start MATERIALS PROVIDED
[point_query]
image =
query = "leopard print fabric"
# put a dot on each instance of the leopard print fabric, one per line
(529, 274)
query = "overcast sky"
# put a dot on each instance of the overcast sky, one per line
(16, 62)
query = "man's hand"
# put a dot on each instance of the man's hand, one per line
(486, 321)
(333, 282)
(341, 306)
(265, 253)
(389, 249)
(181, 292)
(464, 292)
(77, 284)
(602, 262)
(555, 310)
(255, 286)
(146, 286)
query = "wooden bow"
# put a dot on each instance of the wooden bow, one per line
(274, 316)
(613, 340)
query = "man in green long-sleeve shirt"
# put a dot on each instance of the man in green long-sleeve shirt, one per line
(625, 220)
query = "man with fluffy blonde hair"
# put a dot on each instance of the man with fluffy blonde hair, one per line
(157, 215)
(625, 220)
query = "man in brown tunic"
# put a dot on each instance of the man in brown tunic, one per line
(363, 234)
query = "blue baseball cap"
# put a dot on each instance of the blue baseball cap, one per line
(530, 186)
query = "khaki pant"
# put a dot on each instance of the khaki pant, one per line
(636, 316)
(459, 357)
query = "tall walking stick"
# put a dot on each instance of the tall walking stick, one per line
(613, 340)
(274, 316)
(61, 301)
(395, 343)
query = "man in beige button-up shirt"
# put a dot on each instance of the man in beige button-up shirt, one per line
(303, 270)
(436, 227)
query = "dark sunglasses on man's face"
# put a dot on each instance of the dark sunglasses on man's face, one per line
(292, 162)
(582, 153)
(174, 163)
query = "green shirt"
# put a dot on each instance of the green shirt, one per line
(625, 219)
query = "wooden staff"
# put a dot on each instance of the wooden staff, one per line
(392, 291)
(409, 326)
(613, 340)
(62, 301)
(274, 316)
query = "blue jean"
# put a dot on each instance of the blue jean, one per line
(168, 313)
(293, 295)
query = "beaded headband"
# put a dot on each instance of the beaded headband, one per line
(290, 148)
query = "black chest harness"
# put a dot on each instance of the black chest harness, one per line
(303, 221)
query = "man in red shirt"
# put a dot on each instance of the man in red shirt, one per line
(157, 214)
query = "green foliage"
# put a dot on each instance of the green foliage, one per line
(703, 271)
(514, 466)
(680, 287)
end MATERIALS PROVIDED
● PROBLEM REQUIREMENTS: Go through the records above and retype each one exactly.

● FULL RESPONSE:
[point_query]
image =
query = "leopard print fabric"
# put a dot on each instance of the leopard print fabric, one per line
(529, 274)
query = "overcast sky"
# put a dot on each instance of the overcast sky, one per line
(16, 62)
query = "man's hand"
# put a dot on each instance of the man's hand, one per line
(486, 321)
(333, 282)
(341, 306)
(265, 253)
(389, 249)
(181, 292)
(464, 292)
(77, 284)
(602, 262)
(555, 310)
(255, 286)
(146, 286)
query = "wooden bow"
# put a dot on each instance of the wooden bow, one per line
(274, 316)
(613, 340)
query = "man in green long-sleeve shirt"
# put a dot on each instance of the man in green long-sleeve shirt, one per line
(625, 220)
query = "man with fluffy blonde hair"
# put a dot on each instance of the man with fluffy blonde hair, one per line
(157, 215)
(625, 220)
query = "man in brown tunic"
# put a dot on each instance of the man in brown tunic, one per line
(363, 234)
query = "blue baseball cap"
# put a dot on each instance of the blue baseball cap, one per line
(530, 186)
query = "khaki pant"
# put a dot on each instance of the khaki pant, one per line
(636, 316)
(459, 357)
query = "tall walking stick"
# put a dot on each instance of the tall walking stick, one per line
(613, 340)
(274, 316)
(61, 301)
(395, 343)
query = "man in beige button-up shirt"
# put a dot on each instance of the man in beige button-up shirt, one per line
(303, 270)
(436, 227)
query = "dark sunglasses on man's face"
# put a dot on each instance of the dark sunglasses on man's face, one per line
(292, 162)
(582, 153)
(174, 163)
query = "green shirt"
# put a dot on each instance of the green shirt, one per line
(625, 219)
query = "wooden staff"
# put a dot on each instance of the wooden staff, one per line
(392, 291)
(409, 326)
(613, 340)
(62, 301)
(274, 316)
query = "blue jean"
# put a dot on each instance of the blue jean, one per line
(168, 313)
(293, 295)
query = "beaded headband"
# put a dot on each instance of the beaded headband, one per line
(290, 148)
query = "black chest harness"
# put a dot on each instance of the black chest harness, one per line
(303, 221)
query = "man in red shirt"
# put a dot on each instance of the man in red shirt, one per line
(157, 214)
query = "green foliage"
# put a dot on each instance of the green foliage, one per line
(703, 271)
(514, 466)
(680, 287)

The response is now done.